### [Reading text]
____________________

Activity diagrams describe the functional flow behavior of an architectural system. You can use activity diagrams in early phases of system design to elaborate on end system goals. To create an activity diagram, see Create New Activity Diagram.

An activity diagram describes an activity in an architectural system. An activity describes system behavior that models the flow of tokens from inputs to outputs through a controlled sequence of actions. An activity diagram contains action nodes with pins connected by flow lines.

Use activity diagrams to conceptualize a system, visualize functional flow through actions or decisions, and understand how system components interact with one another.

This topic shows you how to inspect different parts of an activity diagram and how to author each of the nodes to describe a mobile robot following a randomly generated path. You will learn how to:

  • Begin token flow in your activity diagram. You will use an initial node and a control flow.

  • Represent actions in your activity diagram.

    • Create an action node with MATLAB® function behavior.

    • Create an action node with a nested activity.

    • Use MATLAB action nodes without MATLAB functions to initialize object tokens.

  • Use control nodes to manipulate token flows.

    • Use a fork node to replicate a control token in two control flows.

    • Use a decision node to route the input token to one of the output flows.

    • Create loops with control nodes.

    • Consume tokens and terminate your activity with a flow final node and an activity final node.

You can allocate activity diagram elements to elements of a System Composer™ architecture model using the Allocation Editor to more fully describe your functional architectural design. For more information, see Design Architectures and Activity Diagram for Mobile Robot.

For a roadmap of the activity diagram topics, see Describe System Behavior Using Activity Diagrams.

Open Activity Diagram for Mobile Robot Functional Flow

This example shows a functional flow diagram for modeling a mobile robot architecture that travels between a randomized starting point and destination.

Open the project.

openProject("scMobileRobotExample");

Open the activity diagram.

systemcomposer.openModel("RobotActivity");

RobotActivity activity diagram with action nodes, pins, and flow lines.

First, the robot software calculates the path distance. If the distance exceeds robot battery life to traverse the distance, the token flows to Error out and the activity terminates. Otherwise, the robot follows the path.

____________________

### [Entries from a point annotation set]

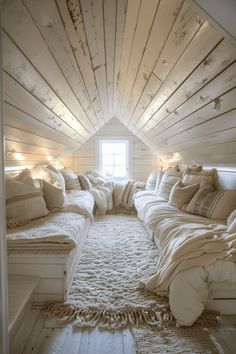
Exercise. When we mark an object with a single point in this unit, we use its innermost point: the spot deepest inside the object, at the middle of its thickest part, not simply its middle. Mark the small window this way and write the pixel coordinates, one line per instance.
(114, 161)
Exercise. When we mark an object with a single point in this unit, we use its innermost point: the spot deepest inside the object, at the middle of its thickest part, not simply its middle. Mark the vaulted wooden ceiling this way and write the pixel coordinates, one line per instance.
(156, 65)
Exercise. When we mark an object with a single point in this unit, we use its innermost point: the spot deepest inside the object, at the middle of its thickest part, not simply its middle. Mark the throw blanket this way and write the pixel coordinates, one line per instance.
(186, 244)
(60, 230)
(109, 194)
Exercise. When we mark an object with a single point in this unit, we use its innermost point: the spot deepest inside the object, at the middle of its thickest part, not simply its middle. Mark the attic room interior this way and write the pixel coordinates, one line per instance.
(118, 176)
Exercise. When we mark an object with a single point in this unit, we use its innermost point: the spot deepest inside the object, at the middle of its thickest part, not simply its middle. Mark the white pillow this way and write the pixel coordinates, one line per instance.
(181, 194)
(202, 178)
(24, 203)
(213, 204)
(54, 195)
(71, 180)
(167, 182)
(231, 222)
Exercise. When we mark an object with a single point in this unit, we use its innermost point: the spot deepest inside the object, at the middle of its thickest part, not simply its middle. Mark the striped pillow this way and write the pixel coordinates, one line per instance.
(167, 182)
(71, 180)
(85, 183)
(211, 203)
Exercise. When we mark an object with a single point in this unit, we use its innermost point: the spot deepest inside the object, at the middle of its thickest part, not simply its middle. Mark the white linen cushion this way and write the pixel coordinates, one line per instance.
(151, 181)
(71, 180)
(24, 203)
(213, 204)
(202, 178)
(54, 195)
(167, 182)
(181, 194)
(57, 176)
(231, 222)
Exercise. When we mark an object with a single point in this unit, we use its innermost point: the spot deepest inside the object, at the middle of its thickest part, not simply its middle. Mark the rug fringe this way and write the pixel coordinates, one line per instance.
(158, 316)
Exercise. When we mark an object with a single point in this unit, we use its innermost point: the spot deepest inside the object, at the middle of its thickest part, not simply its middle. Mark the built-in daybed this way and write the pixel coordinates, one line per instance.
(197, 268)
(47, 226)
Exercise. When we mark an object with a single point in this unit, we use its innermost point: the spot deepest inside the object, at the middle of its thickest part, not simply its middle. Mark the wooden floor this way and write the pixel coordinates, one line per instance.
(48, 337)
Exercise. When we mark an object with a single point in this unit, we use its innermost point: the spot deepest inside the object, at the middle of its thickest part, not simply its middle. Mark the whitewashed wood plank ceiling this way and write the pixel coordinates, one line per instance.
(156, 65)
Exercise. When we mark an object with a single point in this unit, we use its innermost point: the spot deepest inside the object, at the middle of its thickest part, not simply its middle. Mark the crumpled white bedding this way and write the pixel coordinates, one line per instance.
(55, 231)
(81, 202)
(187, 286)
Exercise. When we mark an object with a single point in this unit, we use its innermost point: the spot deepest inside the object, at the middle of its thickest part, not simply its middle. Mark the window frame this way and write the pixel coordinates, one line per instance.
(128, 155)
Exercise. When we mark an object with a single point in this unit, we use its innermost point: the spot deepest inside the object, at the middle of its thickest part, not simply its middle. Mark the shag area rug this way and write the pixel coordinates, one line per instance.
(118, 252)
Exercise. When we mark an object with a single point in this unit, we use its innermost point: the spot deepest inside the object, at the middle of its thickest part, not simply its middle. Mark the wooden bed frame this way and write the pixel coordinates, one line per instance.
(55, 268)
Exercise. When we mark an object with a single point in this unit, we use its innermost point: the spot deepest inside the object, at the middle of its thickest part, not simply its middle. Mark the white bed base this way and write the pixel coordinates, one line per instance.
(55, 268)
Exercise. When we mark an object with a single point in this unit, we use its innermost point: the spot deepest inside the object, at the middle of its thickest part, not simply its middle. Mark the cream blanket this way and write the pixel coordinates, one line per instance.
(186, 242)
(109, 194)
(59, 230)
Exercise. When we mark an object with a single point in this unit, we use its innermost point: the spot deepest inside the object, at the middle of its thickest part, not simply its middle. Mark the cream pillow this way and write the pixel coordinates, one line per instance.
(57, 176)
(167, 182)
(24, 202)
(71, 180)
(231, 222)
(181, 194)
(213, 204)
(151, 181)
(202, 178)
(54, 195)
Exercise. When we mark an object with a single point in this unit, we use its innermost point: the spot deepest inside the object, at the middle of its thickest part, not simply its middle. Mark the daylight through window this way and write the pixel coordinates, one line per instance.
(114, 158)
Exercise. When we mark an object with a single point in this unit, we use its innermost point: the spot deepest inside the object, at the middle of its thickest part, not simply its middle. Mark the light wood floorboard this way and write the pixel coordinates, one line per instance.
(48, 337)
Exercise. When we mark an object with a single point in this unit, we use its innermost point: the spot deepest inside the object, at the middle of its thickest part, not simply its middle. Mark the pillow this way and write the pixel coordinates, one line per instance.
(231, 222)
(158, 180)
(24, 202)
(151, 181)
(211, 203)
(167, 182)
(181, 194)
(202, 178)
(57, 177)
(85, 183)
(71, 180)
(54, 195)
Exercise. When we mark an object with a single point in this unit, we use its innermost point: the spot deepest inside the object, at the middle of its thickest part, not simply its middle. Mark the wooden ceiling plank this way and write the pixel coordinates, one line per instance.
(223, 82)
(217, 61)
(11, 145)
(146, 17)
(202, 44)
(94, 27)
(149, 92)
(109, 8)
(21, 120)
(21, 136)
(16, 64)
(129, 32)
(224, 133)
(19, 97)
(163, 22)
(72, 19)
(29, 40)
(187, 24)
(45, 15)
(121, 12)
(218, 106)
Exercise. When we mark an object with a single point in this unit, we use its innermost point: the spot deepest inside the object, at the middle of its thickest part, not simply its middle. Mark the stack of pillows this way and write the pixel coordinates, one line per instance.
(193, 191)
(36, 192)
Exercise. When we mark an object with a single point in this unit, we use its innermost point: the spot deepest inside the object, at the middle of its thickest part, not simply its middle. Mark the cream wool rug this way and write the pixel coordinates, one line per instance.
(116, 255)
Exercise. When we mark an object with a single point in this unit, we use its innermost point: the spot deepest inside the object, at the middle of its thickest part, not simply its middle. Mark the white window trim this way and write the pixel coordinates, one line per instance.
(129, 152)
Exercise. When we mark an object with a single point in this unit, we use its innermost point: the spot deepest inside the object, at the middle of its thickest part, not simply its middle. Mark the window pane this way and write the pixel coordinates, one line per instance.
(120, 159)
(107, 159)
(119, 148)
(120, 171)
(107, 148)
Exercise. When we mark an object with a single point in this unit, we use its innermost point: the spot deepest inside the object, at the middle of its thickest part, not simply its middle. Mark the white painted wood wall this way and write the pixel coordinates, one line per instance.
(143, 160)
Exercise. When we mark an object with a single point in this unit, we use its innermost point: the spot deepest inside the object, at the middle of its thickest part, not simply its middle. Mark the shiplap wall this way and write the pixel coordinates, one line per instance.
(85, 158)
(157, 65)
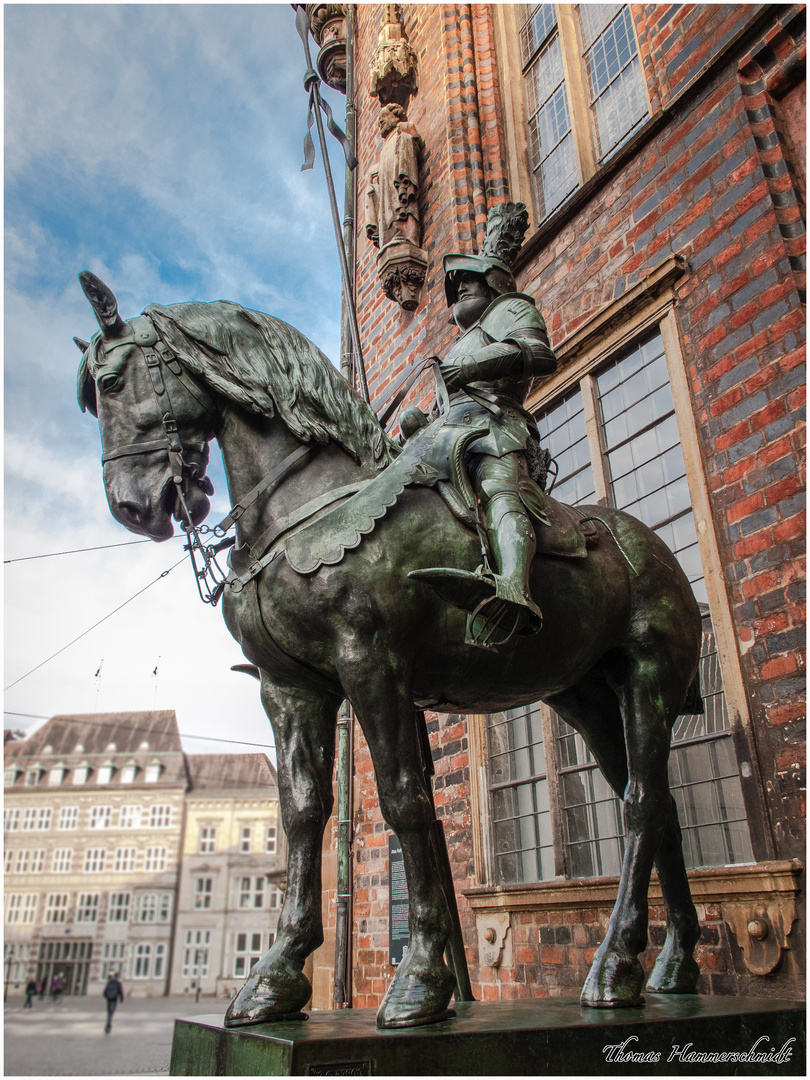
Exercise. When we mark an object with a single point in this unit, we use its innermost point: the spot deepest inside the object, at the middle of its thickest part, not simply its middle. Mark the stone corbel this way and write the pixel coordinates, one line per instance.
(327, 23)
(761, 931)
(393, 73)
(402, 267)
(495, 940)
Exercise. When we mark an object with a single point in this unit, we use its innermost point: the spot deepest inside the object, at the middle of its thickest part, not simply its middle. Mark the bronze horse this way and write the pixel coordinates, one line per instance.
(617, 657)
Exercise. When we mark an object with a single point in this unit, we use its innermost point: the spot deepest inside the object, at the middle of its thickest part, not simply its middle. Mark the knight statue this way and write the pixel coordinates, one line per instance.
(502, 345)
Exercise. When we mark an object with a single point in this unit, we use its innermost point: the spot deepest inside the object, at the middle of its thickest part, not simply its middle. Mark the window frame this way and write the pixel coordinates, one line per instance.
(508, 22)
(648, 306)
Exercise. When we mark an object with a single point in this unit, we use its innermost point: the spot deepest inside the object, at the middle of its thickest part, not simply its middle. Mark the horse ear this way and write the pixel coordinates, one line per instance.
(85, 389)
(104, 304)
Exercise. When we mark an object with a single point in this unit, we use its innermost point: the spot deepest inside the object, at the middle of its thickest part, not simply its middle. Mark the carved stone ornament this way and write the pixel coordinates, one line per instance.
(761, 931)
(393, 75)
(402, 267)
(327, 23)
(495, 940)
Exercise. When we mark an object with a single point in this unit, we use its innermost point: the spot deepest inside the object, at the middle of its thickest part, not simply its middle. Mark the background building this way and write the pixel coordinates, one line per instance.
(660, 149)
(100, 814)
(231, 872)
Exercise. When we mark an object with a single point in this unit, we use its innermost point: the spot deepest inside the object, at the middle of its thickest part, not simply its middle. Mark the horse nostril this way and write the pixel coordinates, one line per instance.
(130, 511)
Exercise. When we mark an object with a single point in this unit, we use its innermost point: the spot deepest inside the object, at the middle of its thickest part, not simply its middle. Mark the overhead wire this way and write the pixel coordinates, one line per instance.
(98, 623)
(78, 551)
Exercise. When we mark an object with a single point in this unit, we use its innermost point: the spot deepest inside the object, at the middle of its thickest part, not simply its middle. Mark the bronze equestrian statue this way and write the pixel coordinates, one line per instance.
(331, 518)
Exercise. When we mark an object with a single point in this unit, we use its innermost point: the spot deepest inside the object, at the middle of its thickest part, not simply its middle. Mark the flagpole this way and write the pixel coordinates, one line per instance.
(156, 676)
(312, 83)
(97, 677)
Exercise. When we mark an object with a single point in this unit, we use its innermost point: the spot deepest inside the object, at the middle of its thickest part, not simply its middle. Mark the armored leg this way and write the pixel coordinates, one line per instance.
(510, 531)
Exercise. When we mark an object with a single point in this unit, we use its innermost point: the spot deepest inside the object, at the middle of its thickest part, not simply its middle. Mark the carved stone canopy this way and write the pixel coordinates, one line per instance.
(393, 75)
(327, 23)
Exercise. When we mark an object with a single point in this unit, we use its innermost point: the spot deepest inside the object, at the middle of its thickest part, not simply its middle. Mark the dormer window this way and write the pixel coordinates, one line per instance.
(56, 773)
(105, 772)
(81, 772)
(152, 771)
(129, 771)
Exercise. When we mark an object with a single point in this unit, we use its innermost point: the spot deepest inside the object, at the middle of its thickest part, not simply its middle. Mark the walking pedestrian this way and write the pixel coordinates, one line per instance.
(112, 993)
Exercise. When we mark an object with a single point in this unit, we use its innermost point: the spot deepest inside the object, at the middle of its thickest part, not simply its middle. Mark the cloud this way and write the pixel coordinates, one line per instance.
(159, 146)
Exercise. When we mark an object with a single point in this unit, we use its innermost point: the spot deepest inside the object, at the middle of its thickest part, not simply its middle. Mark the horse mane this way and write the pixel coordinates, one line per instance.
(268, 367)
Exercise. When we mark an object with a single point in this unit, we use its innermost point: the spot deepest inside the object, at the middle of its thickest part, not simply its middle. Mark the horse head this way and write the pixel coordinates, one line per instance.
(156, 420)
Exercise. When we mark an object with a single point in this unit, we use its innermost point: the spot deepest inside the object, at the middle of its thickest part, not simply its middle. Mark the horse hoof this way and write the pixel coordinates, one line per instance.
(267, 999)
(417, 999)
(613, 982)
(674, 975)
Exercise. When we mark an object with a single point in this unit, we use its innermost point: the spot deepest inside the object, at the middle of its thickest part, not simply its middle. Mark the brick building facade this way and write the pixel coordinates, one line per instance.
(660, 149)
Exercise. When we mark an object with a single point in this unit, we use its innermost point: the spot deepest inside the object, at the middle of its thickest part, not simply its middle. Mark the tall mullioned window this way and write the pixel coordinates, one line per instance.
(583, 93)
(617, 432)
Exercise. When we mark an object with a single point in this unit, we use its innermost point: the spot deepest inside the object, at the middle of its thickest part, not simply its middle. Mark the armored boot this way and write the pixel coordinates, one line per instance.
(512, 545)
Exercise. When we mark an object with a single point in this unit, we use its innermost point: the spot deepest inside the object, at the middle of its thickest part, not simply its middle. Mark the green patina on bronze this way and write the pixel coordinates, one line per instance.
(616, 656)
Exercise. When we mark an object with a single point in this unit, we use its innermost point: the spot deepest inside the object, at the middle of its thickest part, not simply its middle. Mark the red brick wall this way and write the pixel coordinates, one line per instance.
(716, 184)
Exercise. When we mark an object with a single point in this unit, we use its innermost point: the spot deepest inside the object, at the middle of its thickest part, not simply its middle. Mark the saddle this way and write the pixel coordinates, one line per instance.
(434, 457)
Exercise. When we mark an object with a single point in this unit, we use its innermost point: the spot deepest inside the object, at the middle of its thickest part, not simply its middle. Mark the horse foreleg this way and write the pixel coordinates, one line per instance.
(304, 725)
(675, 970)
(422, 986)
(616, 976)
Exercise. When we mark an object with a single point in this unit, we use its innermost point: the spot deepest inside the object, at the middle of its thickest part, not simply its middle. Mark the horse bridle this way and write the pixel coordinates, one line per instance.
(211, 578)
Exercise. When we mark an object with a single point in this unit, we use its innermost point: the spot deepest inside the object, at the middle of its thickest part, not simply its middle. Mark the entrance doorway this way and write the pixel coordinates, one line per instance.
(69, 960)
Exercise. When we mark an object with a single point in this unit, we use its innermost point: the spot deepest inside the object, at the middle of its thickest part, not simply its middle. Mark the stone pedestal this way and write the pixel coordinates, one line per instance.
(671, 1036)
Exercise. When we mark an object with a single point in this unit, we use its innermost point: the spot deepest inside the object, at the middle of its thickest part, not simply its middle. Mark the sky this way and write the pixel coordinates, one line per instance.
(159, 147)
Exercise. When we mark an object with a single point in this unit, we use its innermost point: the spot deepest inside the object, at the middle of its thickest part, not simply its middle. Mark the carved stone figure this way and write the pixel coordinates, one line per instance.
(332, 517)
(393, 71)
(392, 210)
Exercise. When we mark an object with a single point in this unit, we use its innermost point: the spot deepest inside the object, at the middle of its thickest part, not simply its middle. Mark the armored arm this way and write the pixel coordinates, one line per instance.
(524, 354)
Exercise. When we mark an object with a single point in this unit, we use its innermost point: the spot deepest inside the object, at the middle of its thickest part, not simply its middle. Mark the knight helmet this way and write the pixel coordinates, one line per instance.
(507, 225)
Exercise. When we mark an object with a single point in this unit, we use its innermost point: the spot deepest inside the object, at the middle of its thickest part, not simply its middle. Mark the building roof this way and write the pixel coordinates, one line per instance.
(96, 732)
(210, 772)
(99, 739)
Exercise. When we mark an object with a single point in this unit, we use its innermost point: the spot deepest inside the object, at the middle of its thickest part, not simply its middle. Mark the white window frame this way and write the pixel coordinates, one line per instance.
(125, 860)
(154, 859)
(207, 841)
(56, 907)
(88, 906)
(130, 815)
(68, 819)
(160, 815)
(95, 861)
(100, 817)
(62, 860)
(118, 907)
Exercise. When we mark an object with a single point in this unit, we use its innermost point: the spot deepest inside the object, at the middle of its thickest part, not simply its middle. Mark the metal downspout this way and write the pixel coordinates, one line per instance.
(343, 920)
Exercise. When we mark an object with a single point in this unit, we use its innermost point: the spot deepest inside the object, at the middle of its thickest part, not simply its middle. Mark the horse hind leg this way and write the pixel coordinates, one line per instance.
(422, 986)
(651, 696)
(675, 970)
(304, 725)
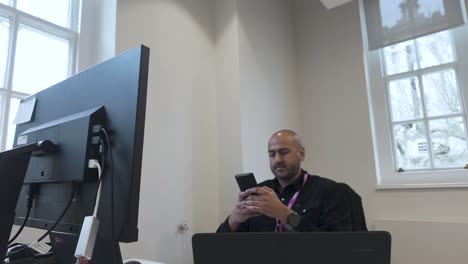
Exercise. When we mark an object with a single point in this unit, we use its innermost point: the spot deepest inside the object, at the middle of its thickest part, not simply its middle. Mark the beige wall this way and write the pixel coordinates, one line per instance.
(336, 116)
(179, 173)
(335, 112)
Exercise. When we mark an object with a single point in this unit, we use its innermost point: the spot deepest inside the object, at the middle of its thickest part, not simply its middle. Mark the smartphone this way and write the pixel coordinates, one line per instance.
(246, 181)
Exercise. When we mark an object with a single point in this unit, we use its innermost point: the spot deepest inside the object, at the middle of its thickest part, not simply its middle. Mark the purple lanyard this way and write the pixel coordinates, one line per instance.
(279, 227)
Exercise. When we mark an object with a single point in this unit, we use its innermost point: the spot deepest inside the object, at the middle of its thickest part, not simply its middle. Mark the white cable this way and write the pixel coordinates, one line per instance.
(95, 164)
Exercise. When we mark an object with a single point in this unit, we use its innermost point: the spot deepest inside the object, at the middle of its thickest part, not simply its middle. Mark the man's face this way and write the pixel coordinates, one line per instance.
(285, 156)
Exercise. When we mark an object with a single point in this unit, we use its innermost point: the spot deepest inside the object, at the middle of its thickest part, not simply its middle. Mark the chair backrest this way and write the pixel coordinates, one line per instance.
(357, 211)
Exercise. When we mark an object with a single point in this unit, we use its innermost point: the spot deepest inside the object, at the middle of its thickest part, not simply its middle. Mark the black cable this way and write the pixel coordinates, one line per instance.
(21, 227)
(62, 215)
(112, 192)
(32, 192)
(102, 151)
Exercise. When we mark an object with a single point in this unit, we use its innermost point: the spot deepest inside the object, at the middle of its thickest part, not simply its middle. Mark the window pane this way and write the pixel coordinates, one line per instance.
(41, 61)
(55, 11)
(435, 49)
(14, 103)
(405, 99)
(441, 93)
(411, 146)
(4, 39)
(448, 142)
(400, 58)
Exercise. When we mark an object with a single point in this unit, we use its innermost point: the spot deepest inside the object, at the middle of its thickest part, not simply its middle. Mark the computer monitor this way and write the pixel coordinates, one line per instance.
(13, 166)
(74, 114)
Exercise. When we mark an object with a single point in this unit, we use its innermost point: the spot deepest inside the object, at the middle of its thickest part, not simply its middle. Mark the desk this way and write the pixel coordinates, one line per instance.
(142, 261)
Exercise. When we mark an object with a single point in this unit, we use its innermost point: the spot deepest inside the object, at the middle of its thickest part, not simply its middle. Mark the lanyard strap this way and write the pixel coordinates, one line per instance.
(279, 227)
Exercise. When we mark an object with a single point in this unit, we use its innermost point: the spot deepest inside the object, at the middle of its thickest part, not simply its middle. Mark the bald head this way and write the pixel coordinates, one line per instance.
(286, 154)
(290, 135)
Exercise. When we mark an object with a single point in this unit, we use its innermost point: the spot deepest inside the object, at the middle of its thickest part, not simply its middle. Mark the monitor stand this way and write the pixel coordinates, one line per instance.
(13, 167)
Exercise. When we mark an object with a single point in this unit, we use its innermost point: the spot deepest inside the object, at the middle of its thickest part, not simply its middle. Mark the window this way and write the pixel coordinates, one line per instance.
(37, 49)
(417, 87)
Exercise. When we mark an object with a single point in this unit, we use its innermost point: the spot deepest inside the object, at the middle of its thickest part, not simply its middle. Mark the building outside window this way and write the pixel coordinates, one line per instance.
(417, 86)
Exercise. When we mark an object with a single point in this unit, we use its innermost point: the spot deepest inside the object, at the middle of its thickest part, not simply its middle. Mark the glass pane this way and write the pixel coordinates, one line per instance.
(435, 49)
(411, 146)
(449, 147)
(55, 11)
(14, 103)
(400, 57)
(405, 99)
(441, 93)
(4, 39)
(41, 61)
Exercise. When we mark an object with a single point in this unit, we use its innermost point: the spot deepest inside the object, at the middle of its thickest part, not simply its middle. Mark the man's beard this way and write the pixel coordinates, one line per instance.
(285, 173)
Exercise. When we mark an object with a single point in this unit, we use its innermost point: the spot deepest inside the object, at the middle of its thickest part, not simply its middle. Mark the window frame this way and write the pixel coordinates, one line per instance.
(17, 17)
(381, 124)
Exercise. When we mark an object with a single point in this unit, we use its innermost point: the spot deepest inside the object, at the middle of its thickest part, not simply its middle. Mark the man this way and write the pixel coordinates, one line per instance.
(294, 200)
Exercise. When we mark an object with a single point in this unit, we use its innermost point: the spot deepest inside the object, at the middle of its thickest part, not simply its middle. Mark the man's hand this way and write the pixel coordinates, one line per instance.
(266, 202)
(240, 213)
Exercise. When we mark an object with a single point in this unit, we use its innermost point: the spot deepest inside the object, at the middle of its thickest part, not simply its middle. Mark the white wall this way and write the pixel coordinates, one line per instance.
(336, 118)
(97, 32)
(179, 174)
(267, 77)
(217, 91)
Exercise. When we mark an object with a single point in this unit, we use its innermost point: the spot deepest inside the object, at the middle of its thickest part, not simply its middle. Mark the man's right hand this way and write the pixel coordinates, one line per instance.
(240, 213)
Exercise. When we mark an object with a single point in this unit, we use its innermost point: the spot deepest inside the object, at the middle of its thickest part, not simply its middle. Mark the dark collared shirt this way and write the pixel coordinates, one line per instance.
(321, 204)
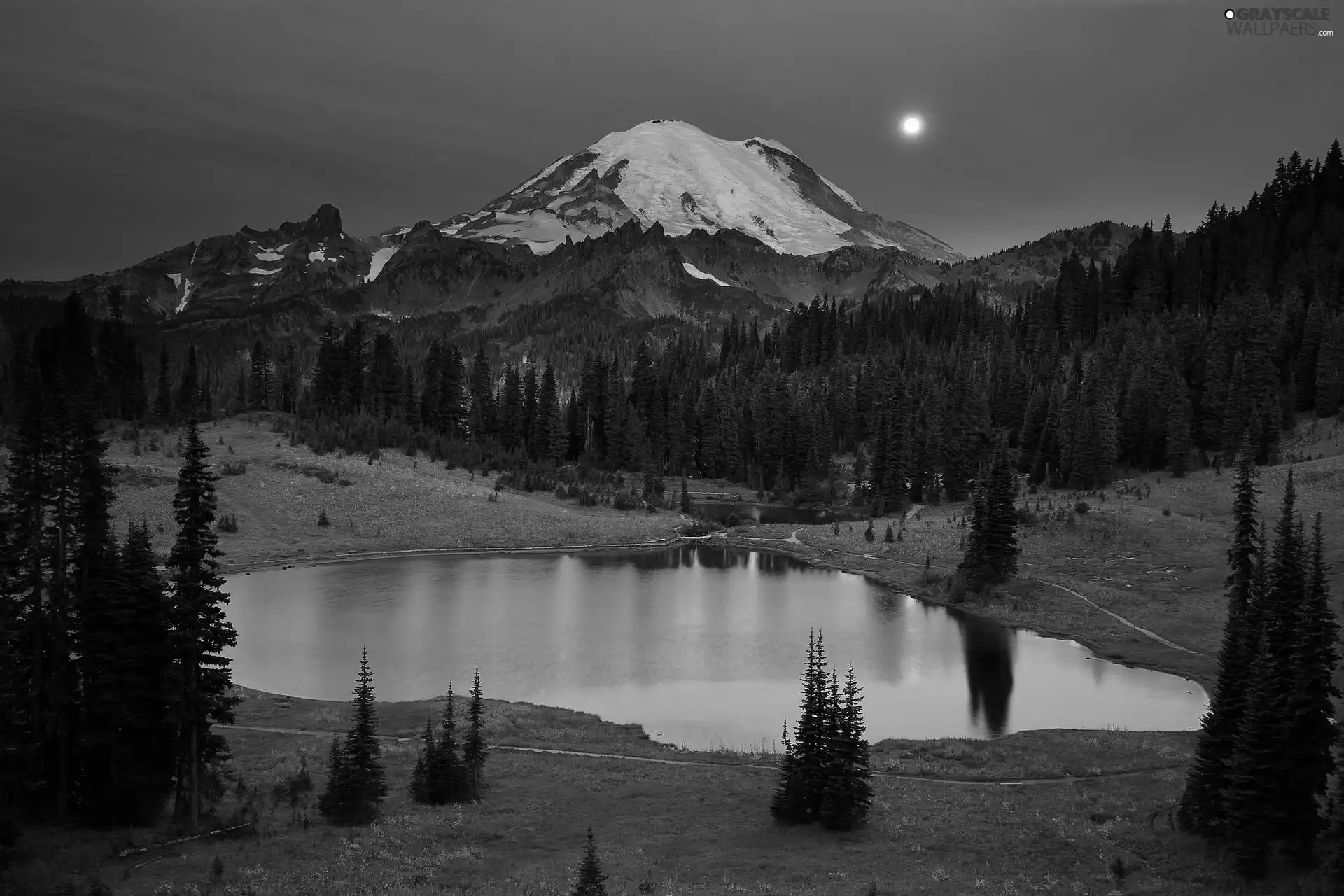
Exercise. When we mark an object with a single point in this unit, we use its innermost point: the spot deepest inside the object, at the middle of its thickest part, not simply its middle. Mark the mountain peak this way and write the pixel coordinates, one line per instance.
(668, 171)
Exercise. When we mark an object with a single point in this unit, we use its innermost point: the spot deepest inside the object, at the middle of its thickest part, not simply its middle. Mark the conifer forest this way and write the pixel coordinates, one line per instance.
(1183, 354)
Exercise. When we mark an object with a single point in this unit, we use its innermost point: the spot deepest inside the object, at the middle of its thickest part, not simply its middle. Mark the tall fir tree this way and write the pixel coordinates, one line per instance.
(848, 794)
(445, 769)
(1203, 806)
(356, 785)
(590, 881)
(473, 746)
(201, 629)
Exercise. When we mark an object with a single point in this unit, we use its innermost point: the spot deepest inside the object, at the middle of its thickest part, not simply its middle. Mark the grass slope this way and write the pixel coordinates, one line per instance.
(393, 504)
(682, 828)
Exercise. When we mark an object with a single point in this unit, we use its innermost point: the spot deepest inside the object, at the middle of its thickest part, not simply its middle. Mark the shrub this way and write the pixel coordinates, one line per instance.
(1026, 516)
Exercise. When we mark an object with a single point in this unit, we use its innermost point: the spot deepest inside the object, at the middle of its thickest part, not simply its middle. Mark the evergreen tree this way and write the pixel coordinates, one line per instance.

____________________

### [Written exercise A]
Translate this sentence from the activity diagram text into Spanish: "An activity diagram contains action nodes with pins connected by flow lines."
### [Written exercise B]
Transcribe the activity diagram text from "An activity diagram describes" up to and including "with one another.".
Rely only on the activity diagram text.

### [Task answer A]
Un diagrama de actividad contiene nodos de acción con pines conectados por líneas de flujo.

### [Task answer B]
An activity diagram describes an activity in an architectural system. An activity describes system behavior that models the flow of tokens from inputs to outputs through a controlled sequence of actions. An activity diagram contains action nodes with pins connected by flow lines.

Use activity diagrams to conceptualize a system, visualize functional flow through actions or decisions, and understand how system components interact with one another.